DIRECTIONS => Each line of the listing below should come back exactly as it is.

##########

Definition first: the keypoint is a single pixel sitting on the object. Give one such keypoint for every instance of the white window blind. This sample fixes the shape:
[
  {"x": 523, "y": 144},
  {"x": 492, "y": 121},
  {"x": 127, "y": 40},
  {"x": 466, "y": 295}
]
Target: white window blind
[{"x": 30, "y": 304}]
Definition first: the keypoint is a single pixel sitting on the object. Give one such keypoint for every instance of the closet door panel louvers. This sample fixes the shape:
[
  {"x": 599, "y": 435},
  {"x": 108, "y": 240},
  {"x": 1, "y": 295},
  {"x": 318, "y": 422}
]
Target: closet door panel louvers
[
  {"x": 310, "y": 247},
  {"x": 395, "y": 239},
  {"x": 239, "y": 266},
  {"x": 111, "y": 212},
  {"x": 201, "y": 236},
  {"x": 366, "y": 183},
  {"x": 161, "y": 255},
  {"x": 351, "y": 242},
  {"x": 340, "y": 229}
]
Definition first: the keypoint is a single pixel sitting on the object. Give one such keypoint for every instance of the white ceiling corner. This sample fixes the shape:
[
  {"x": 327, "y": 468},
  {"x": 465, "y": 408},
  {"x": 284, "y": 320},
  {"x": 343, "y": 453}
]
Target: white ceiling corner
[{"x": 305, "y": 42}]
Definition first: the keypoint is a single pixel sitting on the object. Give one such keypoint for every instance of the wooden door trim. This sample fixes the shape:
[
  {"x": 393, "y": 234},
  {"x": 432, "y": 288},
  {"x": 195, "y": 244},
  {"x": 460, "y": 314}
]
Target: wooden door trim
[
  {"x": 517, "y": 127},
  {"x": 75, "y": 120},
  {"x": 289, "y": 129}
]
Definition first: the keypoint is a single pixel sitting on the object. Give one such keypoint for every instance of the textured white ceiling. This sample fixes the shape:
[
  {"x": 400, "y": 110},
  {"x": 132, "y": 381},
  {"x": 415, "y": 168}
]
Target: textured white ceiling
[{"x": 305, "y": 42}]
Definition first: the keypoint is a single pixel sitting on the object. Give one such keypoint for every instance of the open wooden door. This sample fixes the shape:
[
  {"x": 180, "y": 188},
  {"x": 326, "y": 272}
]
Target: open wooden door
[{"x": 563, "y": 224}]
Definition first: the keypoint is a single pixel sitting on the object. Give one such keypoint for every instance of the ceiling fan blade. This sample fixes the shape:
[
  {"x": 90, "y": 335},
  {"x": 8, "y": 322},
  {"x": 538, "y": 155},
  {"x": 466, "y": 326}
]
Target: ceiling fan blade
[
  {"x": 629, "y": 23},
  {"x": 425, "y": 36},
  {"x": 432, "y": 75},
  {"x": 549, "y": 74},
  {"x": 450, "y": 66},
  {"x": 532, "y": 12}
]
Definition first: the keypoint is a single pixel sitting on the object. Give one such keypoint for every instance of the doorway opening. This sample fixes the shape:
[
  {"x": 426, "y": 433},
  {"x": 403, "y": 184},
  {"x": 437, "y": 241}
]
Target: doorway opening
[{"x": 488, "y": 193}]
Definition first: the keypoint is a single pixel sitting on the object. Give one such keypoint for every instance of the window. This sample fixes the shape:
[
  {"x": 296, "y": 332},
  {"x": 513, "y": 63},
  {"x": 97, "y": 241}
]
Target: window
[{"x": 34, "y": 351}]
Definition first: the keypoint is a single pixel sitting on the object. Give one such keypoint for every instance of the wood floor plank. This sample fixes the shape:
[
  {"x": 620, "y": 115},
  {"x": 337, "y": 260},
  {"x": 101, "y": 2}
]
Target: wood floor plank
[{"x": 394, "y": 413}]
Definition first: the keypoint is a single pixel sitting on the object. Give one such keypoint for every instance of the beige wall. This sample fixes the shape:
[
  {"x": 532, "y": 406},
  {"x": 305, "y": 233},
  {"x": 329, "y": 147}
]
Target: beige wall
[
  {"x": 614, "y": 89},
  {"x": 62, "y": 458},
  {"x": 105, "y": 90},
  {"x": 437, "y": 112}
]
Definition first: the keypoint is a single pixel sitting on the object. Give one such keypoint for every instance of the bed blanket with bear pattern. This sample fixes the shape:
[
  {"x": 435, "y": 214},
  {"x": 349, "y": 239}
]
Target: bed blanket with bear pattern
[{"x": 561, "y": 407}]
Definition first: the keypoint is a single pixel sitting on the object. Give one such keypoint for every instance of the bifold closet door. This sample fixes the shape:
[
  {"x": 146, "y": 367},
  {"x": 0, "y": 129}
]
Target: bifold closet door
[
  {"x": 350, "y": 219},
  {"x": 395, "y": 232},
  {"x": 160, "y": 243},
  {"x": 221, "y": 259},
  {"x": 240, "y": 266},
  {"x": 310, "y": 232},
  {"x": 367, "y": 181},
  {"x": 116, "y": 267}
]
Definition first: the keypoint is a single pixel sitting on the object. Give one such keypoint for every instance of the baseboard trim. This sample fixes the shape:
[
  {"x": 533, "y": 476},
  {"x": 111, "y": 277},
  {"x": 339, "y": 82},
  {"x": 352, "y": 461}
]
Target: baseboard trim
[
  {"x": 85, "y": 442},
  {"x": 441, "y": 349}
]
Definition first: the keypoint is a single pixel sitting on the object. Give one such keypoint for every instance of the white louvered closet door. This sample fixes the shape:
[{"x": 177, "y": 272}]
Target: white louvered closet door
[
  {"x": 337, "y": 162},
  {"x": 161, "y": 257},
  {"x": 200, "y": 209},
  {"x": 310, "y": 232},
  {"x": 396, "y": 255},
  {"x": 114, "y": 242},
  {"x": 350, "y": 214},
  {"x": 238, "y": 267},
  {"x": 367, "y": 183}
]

##########

EXPECTED ANSWER =>
Definition first: the keypoint is a single pixel sitting on the object. Give one such keypoint for every instance of the white window blind. This sample fixes the shape:
[
  {"x": 523, "y": 144},
  {"x": 492, "y": 121},
  {"x": 127, "y": 40},
  {"x": 466, "y": 295}
]
Target: white window blind
[{"x": 30, "y": 304}]
Definition first: the keypoint is a single pixel sitting on the object. Give one such keypoint for every instance of the closet door panel louvers. This sample fixes the shape:
[
  {"x": 599, "y": 435},
  {"x": 108, "y": 240},
  {"x": 1, "y": 295},
  {"x": 318, "y": 422}
]
Target: closet door panel louvers
[
  {"x": 310, "y": 247},
  {"x": 395, "y": 239},
  {"x": 239, "y": 266},
  {"x": 111, "y": 212},
  {"x": 201, "y": 236},
  {"x": 366, "y": 183},
  {"x": 161, "y": 255},
  {"x": 351, "y": 242},
  {"x": 340, "y": 229}
]
Definition first: the keypoint is a single pixel sitting on the object. Give one such keypoint for every instance of the white ceiling corner. This sample fixes the shape:
[
  {"x": 327, "y": 468},
  {"x": 465, "y": 408},
  {"x": 284, "y": 320},
  {"x": 343, "y": 453}
]
Target: white ceiling corner
[{"x": 305, "y": 42}]
Definition first: the keypoint is a single pixel sitting on the object. Give one such keypoint for every instance of the wooden door trim. This sample fixes the shape:
[
  {"x": 393, "y": 234},
  {"x": 432, "y": 288},
  {"x": 195, "y": 244},
  {"x": 460, "y": 314}
]
Target: wooden door trim
[
  {"x": 517, "y": 127},
  {"x": 75, "y": 120},
  {"x": 289, "y": 129}
]
Definition first: the keypoint is a single pixel sitting on the object. Give one such keypoint for every instance of the textured white ceiling. This sample fixes the shape:
[
  {"x": 400, "y": 110},
  {"x": 132, "y": 381},
  {"x": 415, "y": 168}
]
Target: textured white ceiling
[{"x": 305, "y": 42}]
Definition first: the keypoint is a single pixel sitting on the object. Give one such keypoint for every instance of the open wooden door. This sample fixes the shape:
[
  {"x": 180, "y": 188},
  {"x": 326, "y": 272}
]
Target: open wooden door
[{"x": 563, "y": 224}]
Definition first: the keypoint is a single pixel sitting on the object. Give one such keypoint for every instance of the ceiling fan blade. This sample fixes the shape:
[
  {"x": 90, "y": 335},
  {"x": 8, "y": 322},
  {"x": 538, "y": 155},
  {"x": 466, "y": 326}
]
Target: ceiling fan blade
[
  {"x": 629, "y": 23},
  {"x": 425, "y": 36},
  {"x": 432, "y": 75},
  {"x": 549, "y": 74},
  {"x": 450, "y": 66},
  {"x": 532, "y": 12}
]
Definition first: the keypoint is a single pixel sitting on the object. Give one such keypoint for every instance of the doorway opening. This sample fixes the shape:
[
  {"x": 426, "y": 433},
  {"x": 403, "y": 184},
  {"x": 437, "y": 241}
]
Target: doorway opening
[{"x": 488, "y": 193}]
Definition first: the keypoint is a single pixel sitting on the object. Give one such keypoint for every instance of the window. This sample fixes the shape:
[
  {"x": 296, "y": 332},
  {"x": 513, "y": 63},
  {"x": 97, "y": 241}
]
Target: window
[{"x": 34, "y": 351}]
Definition first: the keypoint is a single pixel sitting on the object. Give one such keypoint for every instance of the wood floor plank. This sample fixes the shape:
[
  {"x": 620, "y": 115},
  {"x": 337, "y": 260},
  {"x": 101, "y": 2}
]
Target: wood floor plank
[{"x": 394, "y": 413}]
Definition first: the keypoint is a single pixel sitting on the object. Give one such keypoint for every instance of the beige wall. This sample fixes the shape:
[
  {"x": 532, "y": 406},
  {"x": 305, "y": 233},
  {"x": 329, "y": 147}
]
Target: beige wall
[
  {"x": 614, "y": 89},
  {"x": 62, "y": 458},
  {"x": 105, "y": 90},
  {"x": 437, "y": 112}
]
Definition first: the keypoint is a single pixel sitting on the object. Give one such keypoint for every instance of the bed blanket with bear pattern. This sample fixes the shape:
[
  {"x": 435, "y": 214},
  {"x": 349, "y": 239}
]
Target: bed blanket with bear pattern
[{"x": 561, "y": 407}]
Definition first: the keypoint is a single pixel sitting on the object. Give one such keypoint for every instance of the bifold closet door. This sample fixes the shape:
[
  {"x": 146, "y": 367},
  {"x": 0, "y": 129}
]
Target: bifold closet door
[
  {"x": 350, "y": 219},
  {"x": 395, "y": 232},
  {"x": 160, "y": 243},
  {"x": 221, "y": 259},
  {"x": 240, "y": 266},
  {"x": 310, "y": 232},
  {"x": 367, "y": 181},
  {"x": 116, "y": 267}
]
Definition first: the keypoint is a single pixel sitting on the object. Give one such keypoint for every instance of the baseboard trim. This sample fixes the shape:
[
  {"x": 533, "y": 476},
  {"x": 111, "y": 277},
  {"x": 339, "y": 82},
  {"x": 352, "y": 461}
]
Target: baseboard trim
[
  {"x": 85, "y": 442},
  {"x": 441, "y": 349}
]
Definition first: the keypoint is a single pixel sitting on the object. Give one such keypoint for every instance of the white louvered closet door. This sample fixes the shape:
[{"x": 177, "y": 272}]
Target: white louvered closet door
[
  {"x": 337, "y": 162},
  {"x": 161, "y": 257},
  {"x": 200, "y": 209},
  {"x": 310, "y": 232},
  {"x": 396, "y": 255},
  {"x": 114, "y": 242},
  {"x": 350, "y": 214},
  {"x": 238, "y": 267},
  {"x": 367, "y": 183}
]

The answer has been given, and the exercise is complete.